Texto de partida:
+===+

Opinión

David López

El espejismo del renacer católico

7 de noviembre de 2025

No todo lo que huele a incienso es fe. En tiempos de ruido y polarización, abrazar una identidad religiosa puede servir más para distinguirse de los otros que para encontrarse con Dios.

En los últimos meses, algunos titulares han hablado de un “renacer católico” en España. Las encuestas del CIS detectan un leve repunte de quienes se declaran católicos, después de décadas de caída constante. También entre los practicantes se observa un ligero ascenso: del 24 % al 26 % en el último lustro. Hay quien ha querido ver en esos números la señal de un cambio de ciclo, la prueba de que el secularismo se agota y la fe vuelve a tomar aire. Sin embargo, conviene mirar con calma lo que esos datos dicen —y lo que callan.

No cabe duda de que el catolicismo vuelve a ocupar espacio en la conversación pública. Ahí están las tertulias sobre Los domingos, la película de Alauda Ruiz de Azúa, o las interpretaciones del último álbum de Rosalía, que muchos han leído como una relectura contemporánea de la imaginería religiosa. La cruz, el rosario, el incienso… resurgen en el arte, en la moda, en la estética. Pero ese retorno de los símbolos no siempre comporta una vuelta de la fe. A veces expresa más bien una nostalgia cultural, un intento de reconciliarse con un lenguaje espiritual que habíamos perdido.

La fe no se mide en porcentajes ni en votos. Pero sí resulta llamativo que este pequeño repunte coincida con un clima social cada vez más crispado. Durante buena parte del siglo XX, la religión actuó como un espacio común: tanto en la derecha como en la izquierda, la mayoría se reconocía católica. Hoy, sin embargo, esa identificación se ha fragmentado. Según el CIS, cerca del 80 % de los votantes del PP y Vox se declara creyente, frente a la mitad de los del PSOE y a una minoría marginal en los partidos más a la izquierda. La fe, de ser un punto de encuentro, ha pasado a ser una frontera simbólica más. Tal vez el modesto regreso de los números no responda a una conversión del corazón, sino a la traslación de las tensiones políticas al terreno moral: aborto, eutanasia, identidad sexual o modelo de familia. La religión se usa así, a veces, como marcador cultural o ideológico más que como camino de salvación.

+===+

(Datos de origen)
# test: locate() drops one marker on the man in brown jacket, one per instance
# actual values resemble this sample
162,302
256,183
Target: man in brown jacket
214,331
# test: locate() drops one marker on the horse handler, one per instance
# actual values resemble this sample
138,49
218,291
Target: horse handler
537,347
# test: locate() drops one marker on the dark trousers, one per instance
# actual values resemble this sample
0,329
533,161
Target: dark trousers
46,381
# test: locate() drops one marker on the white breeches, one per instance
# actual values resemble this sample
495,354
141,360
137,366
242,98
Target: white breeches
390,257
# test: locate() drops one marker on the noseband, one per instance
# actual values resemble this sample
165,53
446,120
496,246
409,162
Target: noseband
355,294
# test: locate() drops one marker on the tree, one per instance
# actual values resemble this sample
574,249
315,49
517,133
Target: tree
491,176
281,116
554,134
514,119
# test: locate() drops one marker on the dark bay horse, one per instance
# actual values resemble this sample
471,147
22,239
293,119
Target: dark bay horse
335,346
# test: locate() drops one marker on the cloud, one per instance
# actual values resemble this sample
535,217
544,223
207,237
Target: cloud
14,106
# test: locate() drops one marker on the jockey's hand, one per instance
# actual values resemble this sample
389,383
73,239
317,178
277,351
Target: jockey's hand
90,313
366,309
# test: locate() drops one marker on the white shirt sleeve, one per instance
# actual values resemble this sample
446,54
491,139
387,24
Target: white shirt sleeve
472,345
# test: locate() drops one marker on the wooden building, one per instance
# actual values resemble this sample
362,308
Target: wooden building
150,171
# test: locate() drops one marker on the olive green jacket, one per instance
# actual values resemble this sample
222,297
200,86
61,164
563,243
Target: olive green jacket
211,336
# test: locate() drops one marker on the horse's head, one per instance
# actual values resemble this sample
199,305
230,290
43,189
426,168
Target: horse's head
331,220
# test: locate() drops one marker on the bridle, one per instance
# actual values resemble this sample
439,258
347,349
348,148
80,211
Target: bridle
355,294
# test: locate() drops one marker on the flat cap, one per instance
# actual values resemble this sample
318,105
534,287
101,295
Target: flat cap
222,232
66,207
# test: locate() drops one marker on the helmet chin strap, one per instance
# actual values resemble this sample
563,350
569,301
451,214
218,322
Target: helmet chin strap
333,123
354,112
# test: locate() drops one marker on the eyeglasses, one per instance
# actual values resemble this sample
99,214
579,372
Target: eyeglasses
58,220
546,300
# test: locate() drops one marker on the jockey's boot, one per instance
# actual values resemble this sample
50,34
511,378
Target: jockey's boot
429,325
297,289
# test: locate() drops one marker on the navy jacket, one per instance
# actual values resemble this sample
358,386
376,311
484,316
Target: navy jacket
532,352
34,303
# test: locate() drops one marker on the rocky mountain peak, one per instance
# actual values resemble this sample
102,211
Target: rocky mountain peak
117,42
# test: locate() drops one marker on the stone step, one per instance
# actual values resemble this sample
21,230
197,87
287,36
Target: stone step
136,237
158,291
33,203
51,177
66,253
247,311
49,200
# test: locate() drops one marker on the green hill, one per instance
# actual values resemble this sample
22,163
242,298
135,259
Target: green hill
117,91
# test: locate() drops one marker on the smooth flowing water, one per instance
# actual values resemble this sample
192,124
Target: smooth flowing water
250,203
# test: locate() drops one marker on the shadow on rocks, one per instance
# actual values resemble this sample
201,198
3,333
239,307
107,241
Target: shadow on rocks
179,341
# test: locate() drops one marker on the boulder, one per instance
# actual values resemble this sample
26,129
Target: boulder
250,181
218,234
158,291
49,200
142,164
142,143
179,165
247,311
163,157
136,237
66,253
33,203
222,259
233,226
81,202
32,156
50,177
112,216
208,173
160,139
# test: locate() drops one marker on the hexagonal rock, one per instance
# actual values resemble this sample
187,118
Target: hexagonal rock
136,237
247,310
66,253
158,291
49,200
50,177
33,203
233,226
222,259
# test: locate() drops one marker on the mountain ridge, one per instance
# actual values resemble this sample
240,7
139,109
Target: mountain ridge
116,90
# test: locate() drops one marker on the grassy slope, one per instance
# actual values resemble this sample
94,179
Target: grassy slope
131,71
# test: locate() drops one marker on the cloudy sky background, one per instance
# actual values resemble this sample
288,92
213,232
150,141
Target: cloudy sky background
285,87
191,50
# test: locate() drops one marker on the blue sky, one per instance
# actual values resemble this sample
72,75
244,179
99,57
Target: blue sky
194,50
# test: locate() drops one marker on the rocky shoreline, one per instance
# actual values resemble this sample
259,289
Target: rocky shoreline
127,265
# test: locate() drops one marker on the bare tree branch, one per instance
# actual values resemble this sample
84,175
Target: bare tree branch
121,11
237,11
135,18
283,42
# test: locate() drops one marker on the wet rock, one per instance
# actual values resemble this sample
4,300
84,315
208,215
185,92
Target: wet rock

+===+

Lo que se pide:
Escribe la continuación de la columna sobre el supuesto renacer católico en España a partir de su último párrafo.

Respuesta del ejercicio:
Convertir la fe en frontera, en vez de en puente, no es signo de vitalidad, sino de agotamiento. Si el catolicismo renace solo entre quienes pueden permitirse defenderlo desde la comodidad de su estatus o de su voto, no estamos ante una primavera del Espíritu, sino ante un invierno ideológico con apariencia de fervor. Cuando la religión se utiliza como seña de distinción —para marcar lo que somos frente a los otros— deja de ser Buena Noticia. La Iglesia no puede dejarse tentar por esa lógica, porque el Evangelio no se defiende levantando muros, sino sirviendo y acompañando.

El verdadero renacer de la fe no se mide en misas llenas ni en procesiones vistosas, sino en la calidad de la conversión personal y comunitaria. Nace cuando la Iglesia se deja interpelar por el sufrimiento del mundo y vuelve a ponerse en camino junto a los pobres, los jóvenes sin rumbo, las familias que buscan sentido. El Espíritu sopla allí donde la fe se hace servicio y no consigna; donde hay hospitalidad, perdón, apertura y ternura.

Y sobre todo, donde vuelve a escucharse la voz de Jesús: “Ven y sígueme”. Él no nos llamó a defender un espacio, sino a abrir caminos; no a conquistar el mundo, sino a lavarle los pies. Por eso, quizá el futuro del catolicismo en España no pase por recuperar su centralidad cultural, sino por aprender a habitar los márgenes con humildad evangélica. Si algo puede hacer renacer la fe en nuestra tierra, no será el miedo al otro, sino el amor al prójimo. Porque solo el amor, y no la ideología, tiene fuerza para resucitar lo que parecía perdido.